• Aufgaben
1. Liste alles auf, was nach dem vorliegenden Text bei der Erziehung der Kinder zu absolutem Gehorsam abgetötet werden sollte.
2. Bis zu welchem Jahr galt die Weimarer Republik laut dem vorliegenden Text als Hort der Reformpädagogik?
3. Führe den Text über die Misshandlung von Kindern in den Heimen der Nachkriegszeit nach seinem letzten Satz weiter.

• Vorliegender Text
┌──
Im letzten Teil, aber schon angedeutet im ersten, sucht Anja Röhl nach den persönlichen und strukturellen Gründen für diese Misshandlungen von Kindern. Sie zeigt sehr plausibel, dass die Behandlung von Kindern von den Fünfzigern bis in die Achtziger eine nicht aufgearbeitete Fortsetzung genau der Methoden war, die spätestens das Dritte Reich predigte. Das Kaiserreich war da nicht besser, die Weimarer Republik bis 1928 jedoch ein Hort der Reformpädagogik. Doch mit der Nazi-Herrschaft änderte sich diese Haltung gegenüber Kindern sehr schnell. Kinder zu absolutem Gehorsam erziehen, Weiches, Zärtliches und Kreatives abtöten. Schon in frühen Büchern des 20. Jahrhunderts beschrieben Ärzte, nicht Pädagogen, wie die Erziehung von Kindern zu erfolgen habe. „Affenliebe“ der Mutter wäre schädlich für die Sozialisierung der Säuglinge und Kinder, Hochnehmen bei Weinen unangebracht. Die Grundlagen der schwarzen Pädagogik. Bis eben zu den Vorstellungen der Nazis, die Kinder seien Eigentum des Führers, sollten zu Härte, Hass und Mitleidlosigkeit erzogen werden. Wie in der Hitlerjugend und im BDM. Viele der Leitungen in den Heimen der Nachkriegszeit waren unter solchen Vorstellungen und Erfahrungen aus der Nazi-Zeit in die Nachkriegs-Zeit gegangen. Und diese Geschichte zeigt, wie punktuell und selektiv das Dritte Reich in der jungen BRD aufgearbeitet wurde. Zurück blieben Kindern, die unter diesem Mangel leiden mussten, traumatisiert, geschädigt. Die dann noch von ihren Eltern hören mussten, die Kinder hätten das Treiben in den Heimen erfunden oder zusammen phantasiert.
└──
• Daten zur Analyse
┌──
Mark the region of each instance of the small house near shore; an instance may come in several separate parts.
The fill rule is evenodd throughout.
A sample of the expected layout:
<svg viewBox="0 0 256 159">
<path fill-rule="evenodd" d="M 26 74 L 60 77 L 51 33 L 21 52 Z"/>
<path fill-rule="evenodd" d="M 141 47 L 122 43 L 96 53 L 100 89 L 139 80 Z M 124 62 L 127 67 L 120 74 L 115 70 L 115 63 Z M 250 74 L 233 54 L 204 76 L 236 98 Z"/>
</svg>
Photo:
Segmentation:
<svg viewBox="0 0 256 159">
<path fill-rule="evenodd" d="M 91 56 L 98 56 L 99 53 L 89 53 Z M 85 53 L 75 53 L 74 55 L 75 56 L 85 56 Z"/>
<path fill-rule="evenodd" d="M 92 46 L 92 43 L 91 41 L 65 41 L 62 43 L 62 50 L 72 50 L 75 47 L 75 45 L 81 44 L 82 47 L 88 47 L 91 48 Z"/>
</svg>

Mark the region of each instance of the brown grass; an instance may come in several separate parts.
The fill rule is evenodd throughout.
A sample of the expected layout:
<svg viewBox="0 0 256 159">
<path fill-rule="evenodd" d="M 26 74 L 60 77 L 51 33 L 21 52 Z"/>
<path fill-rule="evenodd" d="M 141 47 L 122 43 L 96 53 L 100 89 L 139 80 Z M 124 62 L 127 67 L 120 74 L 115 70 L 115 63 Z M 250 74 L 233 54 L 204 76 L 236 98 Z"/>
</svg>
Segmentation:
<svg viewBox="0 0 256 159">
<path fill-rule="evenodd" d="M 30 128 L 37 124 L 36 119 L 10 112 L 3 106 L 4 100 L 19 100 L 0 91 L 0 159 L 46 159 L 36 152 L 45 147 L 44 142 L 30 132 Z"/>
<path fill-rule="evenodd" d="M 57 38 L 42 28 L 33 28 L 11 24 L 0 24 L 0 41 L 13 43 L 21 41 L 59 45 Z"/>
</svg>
└──
• Antworten
1. Weiches, Zärtliches, Kreatives

2. Bis 1928.

3.
Anja Röhls Buch ist dennoch keine wissenschaftliche Darstellung, sondern eine mehr historische und persönliche. Sie möchte diesen misshandelten Kindern heute eine Stimme geben. Röhl bezieht sich darin schon auf wissenschaftliche Arbeiten anderer Leute, zitiert Statistiken und weitere Untersuchungen. Stellt aber immer wieder fest, dass in den Selbstdarstellungen von Kinderheimen und Kurorten bestimmte zeitliche Abschnitte ausgeblendet werden. Als wenn es diese Misshandlungen nie gegeben hätte. Das Buch ist also in Abschnitten keine objektive Betrachtung, sondern gibt den Opfern viel Raum. Und in der Tat fragt man sich nach dem Abklingen einer Betroffenheit, wie viele immer noch ungehörte Stimmen es in unserer Gesellschaft gibt.